→ **Página**
◇ ◇ ◇
O Estado de São Paulo Editoria: Economia Página: B-3
Na tarde de quarta-feira, quando os diretores do Banco Central (BC) concluírem a terceira reunião do Comitê de Política Monetária (Copom) deste ano, a taxa básica de juros poderá atingir o menor nível da história. Mas a marca ainda está longe de ser motivo de comemoração, já que o País continua na liderança dos maiores juros reais (descontada a inflação) do mundo.
O Estado de São Paulo Editoria: Economia Página: B-3
Na tarde de quarta-feira, quando os diretores do Banco Central (BC) concluírem a terceira reunião do Comitê de Política Monetária (Copom) deste ano, a taxa básica de juros poderá atingir o menor nível da história. Mas a marca ainda está longe de ser motivo de comemoração, já que o País continua na liderança dos maiores juros reais (descontada a inflação) do mundo. Além disso, um estudo revela que a taxa brasileira poderia, tranqüilamente, estar 2,25 pontos porcentuais abaixo da atual, de 12,75% ao ano.
◇ ◇ ◇
(Itens de um conjunto de dados)

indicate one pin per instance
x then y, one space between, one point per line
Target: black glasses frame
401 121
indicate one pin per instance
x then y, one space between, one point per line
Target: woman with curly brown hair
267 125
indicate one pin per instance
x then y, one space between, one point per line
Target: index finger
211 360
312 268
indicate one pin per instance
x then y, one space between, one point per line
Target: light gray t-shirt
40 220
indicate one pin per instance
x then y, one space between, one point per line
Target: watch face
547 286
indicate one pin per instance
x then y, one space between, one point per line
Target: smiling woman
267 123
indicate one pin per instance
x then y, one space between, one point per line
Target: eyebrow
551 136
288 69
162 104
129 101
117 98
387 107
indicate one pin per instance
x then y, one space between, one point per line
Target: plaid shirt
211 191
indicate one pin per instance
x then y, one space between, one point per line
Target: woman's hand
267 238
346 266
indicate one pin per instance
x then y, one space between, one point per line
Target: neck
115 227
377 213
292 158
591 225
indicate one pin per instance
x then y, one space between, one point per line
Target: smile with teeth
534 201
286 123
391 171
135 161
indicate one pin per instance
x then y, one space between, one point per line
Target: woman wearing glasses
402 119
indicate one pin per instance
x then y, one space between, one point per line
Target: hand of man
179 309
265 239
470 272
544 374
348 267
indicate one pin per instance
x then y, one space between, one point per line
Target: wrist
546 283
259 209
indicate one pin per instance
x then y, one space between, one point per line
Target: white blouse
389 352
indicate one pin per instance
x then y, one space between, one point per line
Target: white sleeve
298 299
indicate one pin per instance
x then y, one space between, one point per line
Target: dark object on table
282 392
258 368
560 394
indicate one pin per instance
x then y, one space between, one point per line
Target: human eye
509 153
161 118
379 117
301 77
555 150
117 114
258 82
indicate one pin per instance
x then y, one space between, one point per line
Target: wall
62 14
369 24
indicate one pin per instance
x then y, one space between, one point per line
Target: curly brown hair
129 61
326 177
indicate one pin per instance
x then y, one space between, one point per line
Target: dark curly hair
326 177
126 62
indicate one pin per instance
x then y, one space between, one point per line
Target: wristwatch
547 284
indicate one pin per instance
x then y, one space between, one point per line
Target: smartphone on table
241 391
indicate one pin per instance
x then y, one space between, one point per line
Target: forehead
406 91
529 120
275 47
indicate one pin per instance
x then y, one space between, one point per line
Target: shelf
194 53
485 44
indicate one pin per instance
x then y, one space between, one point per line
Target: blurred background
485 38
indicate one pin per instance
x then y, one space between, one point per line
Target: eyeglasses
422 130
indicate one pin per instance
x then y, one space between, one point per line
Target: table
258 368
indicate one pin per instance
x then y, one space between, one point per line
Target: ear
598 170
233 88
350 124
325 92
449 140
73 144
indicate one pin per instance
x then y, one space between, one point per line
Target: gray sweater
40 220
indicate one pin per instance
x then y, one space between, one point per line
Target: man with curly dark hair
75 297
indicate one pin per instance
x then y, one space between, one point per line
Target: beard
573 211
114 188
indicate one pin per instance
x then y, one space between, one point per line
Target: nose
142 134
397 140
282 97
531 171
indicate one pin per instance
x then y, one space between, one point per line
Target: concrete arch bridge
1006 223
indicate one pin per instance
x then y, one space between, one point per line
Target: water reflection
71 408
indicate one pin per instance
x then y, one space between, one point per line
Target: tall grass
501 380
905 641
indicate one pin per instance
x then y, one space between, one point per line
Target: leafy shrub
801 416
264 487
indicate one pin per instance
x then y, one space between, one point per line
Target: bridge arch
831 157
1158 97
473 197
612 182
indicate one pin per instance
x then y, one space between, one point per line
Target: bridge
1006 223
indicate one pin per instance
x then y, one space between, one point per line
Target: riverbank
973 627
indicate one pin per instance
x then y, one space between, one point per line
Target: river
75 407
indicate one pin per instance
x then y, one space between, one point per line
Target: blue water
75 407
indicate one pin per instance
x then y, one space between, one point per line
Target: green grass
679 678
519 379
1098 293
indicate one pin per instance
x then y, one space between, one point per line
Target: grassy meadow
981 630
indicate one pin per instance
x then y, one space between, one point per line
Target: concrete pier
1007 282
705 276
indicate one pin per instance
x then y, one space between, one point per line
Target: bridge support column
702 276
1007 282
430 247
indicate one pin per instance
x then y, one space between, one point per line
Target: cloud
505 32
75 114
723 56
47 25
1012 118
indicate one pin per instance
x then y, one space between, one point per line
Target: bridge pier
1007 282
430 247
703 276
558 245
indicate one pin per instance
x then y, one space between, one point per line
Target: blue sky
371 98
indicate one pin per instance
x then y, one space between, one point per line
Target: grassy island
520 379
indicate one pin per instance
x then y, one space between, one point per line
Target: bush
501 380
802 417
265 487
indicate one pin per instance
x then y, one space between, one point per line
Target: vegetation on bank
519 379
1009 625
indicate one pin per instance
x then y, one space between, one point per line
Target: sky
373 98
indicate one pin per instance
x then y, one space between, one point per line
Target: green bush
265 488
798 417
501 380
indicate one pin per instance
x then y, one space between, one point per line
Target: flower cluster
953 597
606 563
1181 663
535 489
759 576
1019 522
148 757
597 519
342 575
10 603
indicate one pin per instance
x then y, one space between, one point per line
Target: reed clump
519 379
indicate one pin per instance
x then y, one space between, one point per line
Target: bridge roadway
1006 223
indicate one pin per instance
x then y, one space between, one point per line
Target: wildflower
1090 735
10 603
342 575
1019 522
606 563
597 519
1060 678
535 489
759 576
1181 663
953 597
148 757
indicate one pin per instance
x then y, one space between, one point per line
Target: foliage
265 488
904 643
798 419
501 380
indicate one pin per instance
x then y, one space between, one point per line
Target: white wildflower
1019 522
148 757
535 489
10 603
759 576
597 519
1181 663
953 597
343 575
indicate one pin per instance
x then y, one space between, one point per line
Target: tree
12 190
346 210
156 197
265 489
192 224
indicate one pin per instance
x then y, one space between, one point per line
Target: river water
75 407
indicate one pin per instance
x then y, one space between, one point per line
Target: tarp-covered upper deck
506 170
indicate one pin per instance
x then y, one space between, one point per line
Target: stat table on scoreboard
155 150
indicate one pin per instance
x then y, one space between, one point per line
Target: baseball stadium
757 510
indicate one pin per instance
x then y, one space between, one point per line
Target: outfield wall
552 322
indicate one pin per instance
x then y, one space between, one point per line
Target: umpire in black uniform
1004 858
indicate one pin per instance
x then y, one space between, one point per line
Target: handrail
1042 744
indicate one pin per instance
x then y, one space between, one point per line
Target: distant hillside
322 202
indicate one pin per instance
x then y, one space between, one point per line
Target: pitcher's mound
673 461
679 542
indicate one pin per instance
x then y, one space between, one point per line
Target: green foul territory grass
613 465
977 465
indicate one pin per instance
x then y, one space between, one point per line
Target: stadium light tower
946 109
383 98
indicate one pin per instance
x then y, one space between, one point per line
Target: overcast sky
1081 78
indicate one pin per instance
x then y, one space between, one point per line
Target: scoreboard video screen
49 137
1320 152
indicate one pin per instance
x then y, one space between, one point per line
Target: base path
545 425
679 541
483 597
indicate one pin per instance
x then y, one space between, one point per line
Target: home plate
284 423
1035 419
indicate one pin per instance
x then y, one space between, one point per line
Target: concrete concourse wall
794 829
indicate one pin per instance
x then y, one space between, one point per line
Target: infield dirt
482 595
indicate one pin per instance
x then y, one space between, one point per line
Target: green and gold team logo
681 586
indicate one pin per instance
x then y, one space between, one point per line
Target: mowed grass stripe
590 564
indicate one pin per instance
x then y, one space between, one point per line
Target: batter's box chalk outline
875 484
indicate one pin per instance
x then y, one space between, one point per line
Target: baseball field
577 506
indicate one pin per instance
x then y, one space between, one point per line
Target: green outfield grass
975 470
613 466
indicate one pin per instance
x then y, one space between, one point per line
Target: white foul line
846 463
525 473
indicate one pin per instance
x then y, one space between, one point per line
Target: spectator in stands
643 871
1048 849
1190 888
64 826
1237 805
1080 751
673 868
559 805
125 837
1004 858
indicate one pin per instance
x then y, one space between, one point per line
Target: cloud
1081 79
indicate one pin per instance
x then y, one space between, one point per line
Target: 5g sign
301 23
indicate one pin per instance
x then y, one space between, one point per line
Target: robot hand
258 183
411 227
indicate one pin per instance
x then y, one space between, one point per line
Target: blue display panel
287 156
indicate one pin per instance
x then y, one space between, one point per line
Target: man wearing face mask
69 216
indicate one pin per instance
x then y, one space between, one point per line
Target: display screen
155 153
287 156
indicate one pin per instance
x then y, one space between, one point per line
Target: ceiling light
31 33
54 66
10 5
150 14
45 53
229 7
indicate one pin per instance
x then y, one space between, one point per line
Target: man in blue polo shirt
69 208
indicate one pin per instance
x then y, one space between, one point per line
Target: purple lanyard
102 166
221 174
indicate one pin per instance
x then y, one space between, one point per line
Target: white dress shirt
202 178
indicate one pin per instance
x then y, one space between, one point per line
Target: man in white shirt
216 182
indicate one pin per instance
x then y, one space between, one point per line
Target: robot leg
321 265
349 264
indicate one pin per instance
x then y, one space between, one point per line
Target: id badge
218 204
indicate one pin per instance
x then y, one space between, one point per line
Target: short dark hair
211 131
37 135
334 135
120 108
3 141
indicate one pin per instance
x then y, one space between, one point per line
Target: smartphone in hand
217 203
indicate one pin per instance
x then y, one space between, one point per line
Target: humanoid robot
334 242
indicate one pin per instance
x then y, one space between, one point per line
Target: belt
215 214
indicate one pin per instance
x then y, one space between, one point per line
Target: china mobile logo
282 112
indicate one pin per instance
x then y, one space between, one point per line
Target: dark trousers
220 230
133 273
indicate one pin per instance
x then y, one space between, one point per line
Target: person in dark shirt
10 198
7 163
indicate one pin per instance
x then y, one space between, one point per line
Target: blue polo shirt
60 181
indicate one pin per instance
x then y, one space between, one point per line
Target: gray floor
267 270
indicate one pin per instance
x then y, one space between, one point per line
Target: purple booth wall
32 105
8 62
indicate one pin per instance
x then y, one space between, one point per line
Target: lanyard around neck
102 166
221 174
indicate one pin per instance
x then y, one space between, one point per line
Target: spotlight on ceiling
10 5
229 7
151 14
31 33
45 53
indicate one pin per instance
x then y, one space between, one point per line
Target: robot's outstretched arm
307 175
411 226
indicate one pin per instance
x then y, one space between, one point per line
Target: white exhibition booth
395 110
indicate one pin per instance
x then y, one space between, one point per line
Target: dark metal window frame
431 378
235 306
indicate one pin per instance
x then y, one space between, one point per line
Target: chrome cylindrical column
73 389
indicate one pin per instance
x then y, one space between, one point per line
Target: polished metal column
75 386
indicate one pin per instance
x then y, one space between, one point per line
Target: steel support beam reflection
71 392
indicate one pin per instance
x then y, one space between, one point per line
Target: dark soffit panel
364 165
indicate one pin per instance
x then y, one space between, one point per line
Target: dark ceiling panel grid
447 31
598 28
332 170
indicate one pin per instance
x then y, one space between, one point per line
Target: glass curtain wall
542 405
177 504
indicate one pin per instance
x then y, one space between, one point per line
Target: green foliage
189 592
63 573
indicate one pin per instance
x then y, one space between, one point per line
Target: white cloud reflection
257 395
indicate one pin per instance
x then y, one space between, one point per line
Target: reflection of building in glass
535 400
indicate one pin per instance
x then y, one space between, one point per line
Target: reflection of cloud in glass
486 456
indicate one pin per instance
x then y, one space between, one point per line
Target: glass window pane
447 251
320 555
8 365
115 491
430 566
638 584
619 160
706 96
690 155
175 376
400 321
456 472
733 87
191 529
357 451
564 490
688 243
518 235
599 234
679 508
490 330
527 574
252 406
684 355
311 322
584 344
◇ ◇ ◇
→ **Tarefas a realizar**
A) Apresente todas as linhas que contêm a palavra "with", levando em conta a distinção entre maiúsculas e minúsculas.
B) Prossiga com a notícia sobre a taxa básica de juros, dando-lhe continuidade a partir do ponto em que termina.

→ **As respostas**
A)
Target: woman with curly brown hair
Target: smile with teeth
Target: man with curly dark hair

B)
O trabalho feito pelos economistas Edmar Bacha (Instituto de Estudos de Política Econômica), Márcio Holland (Escola de Economia da Fundação Getúlio Vargas) e Fernando Gonçalves (Fundo Monetário Internacional) mostra que o País reúne condições para respaldar taxa nominal na casa de 10,5% ao ano e juro real de 6,5%, sem correr riscos. “Tivemos muitas melhoras nos fundamentos econômicos, mas nossa taxa de juros continua como a de um país de inflação elevada”, diz Holland.
Com base em um painel de 66 países industriais, desenvolvidos e emergentes, eles avaliaram fatores determinantes para as elevadas taxas de juros reais, como o risco sistêmico (riscos de diluição inflacionária, volatilidade inflacionária, de calote da dívida e renda per capita dos países). Outros itens como restrições a depósitos em dólares, controles de capital e qualidade jurisdicional também foram incluídos no estudo, que durou um ano e meio para ser concluído.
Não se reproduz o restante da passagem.